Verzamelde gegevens
┌────────
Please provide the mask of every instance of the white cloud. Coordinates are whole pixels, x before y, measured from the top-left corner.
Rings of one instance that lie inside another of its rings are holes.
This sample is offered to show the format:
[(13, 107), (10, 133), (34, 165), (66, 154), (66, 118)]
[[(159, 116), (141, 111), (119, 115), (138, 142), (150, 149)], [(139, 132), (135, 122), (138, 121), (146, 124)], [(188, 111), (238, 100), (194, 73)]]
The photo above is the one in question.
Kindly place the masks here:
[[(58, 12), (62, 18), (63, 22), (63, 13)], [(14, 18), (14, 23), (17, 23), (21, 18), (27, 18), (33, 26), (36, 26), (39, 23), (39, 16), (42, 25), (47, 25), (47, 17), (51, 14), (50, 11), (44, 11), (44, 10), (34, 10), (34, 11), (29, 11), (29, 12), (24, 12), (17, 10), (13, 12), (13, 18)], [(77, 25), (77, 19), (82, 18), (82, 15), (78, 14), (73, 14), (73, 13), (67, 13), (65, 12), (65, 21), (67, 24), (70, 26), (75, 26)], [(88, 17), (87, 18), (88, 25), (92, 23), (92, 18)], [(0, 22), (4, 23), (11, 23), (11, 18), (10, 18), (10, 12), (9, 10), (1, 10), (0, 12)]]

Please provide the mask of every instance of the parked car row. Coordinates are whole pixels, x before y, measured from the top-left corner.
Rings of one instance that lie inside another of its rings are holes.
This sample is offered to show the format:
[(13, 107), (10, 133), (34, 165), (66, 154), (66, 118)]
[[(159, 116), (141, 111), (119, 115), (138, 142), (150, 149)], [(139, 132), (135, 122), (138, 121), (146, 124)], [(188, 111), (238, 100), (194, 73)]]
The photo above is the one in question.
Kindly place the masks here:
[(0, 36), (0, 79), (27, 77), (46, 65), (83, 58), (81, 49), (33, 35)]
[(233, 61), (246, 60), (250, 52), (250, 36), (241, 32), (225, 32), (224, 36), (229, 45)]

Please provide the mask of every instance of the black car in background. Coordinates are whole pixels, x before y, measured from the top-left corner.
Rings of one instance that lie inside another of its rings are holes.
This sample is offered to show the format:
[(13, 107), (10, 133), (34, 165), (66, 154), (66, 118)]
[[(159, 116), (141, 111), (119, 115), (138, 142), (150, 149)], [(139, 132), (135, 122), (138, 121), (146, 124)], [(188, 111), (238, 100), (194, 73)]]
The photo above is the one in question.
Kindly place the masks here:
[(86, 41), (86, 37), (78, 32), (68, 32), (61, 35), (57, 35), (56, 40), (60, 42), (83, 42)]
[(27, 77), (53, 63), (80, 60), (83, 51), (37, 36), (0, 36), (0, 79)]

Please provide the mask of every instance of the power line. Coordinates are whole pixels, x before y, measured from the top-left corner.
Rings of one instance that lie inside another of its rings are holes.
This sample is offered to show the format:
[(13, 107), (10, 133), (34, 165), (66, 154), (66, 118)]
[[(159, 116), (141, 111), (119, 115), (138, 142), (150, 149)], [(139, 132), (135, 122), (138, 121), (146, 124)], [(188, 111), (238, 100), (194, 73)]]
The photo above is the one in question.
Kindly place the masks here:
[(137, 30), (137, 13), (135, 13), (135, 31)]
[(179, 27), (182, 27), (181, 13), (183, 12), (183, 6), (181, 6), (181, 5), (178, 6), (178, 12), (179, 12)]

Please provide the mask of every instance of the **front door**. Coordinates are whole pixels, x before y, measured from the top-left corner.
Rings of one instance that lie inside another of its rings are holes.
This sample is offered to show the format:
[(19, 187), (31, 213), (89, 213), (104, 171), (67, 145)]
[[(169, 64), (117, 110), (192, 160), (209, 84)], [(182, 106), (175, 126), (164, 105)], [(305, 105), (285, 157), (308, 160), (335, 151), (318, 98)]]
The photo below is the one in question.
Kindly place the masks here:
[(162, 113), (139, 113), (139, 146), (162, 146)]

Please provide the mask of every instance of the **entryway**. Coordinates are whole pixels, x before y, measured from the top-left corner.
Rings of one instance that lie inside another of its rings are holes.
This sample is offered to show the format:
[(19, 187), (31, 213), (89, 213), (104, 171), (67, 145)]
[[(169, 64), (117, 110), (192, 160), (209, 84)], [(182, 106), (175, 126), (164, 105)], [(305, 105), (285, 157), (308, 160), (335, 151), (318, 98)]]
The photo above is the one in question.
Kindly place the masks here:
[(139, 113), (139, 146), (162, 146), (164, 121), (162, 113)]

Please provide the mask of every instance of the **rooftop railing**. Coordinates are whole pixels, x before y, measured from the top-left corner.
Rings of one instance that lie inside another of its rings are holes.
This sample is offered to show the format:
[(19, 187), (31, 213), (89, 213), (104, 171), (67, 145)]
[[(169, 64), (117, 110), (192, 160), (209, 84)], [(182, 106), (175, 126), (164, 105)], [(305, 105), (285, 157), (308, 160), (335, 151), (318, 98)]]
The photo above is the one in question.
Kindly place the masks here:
└────────
### DOEL
Vervang "sample" door "example" in de regels tussen die met "Please provide the mask of every instance of the power" en die met "[(162, 113), (139, 113), (139, 146), (162, 146)]", beide inbegrepen. Geef uitsluitend deze regels terug en laat al het overige ongewijzigd.

### JUIST ANTWOORD
Please provide the mask of every instance of the power line. Coordinates are whole pixels, x before y, measured from the top-left corner.
Rings of one instance that lie inside another of its rings are holes.
This example is offered to show the format:
[(13, 107), (10, 133), (34, 165), (66, 154), (66, 118)]
[[(159, 116), (141, 111), (119, 115), (138, 142), (150, 149)], [(139, 132), (135, 122), (138, 121), (146, 124)], [(188, 111), (238, 100), (194, 73)]]
The photo above is the one in question.
Kindly place the masks here:
[(137, 30), (137, 13), (135, 13), (135, 31)]
[(179, 27), (182, 27), (181, 13), (183, 12), (183, 6), (181, 6), (181, 5), (178, 6), (178, 12), (179, 12)]

Please provide the mask of every instance of the **front door**. Coordinates are whole pixels, x before y, measured from the top-left corner.
Rings of one instance that lie inside another of its rings are holes.
This example is offered to show the format:
[(19, 187), (31, 213), (89, 213), (104, 171), (67, 145)]
[[(169, 64), (117, 110), (192, 160), (209, 84)], [(182, 106), (175, 126), (164, 105)], [(305, 105), (285, 157), (308, 160), (335, 151), (318, 98)]]
The photo below is the one in question.
Kindly place the masks here:
[(162, 113), (139, 113), (139, 146), (162, 146)]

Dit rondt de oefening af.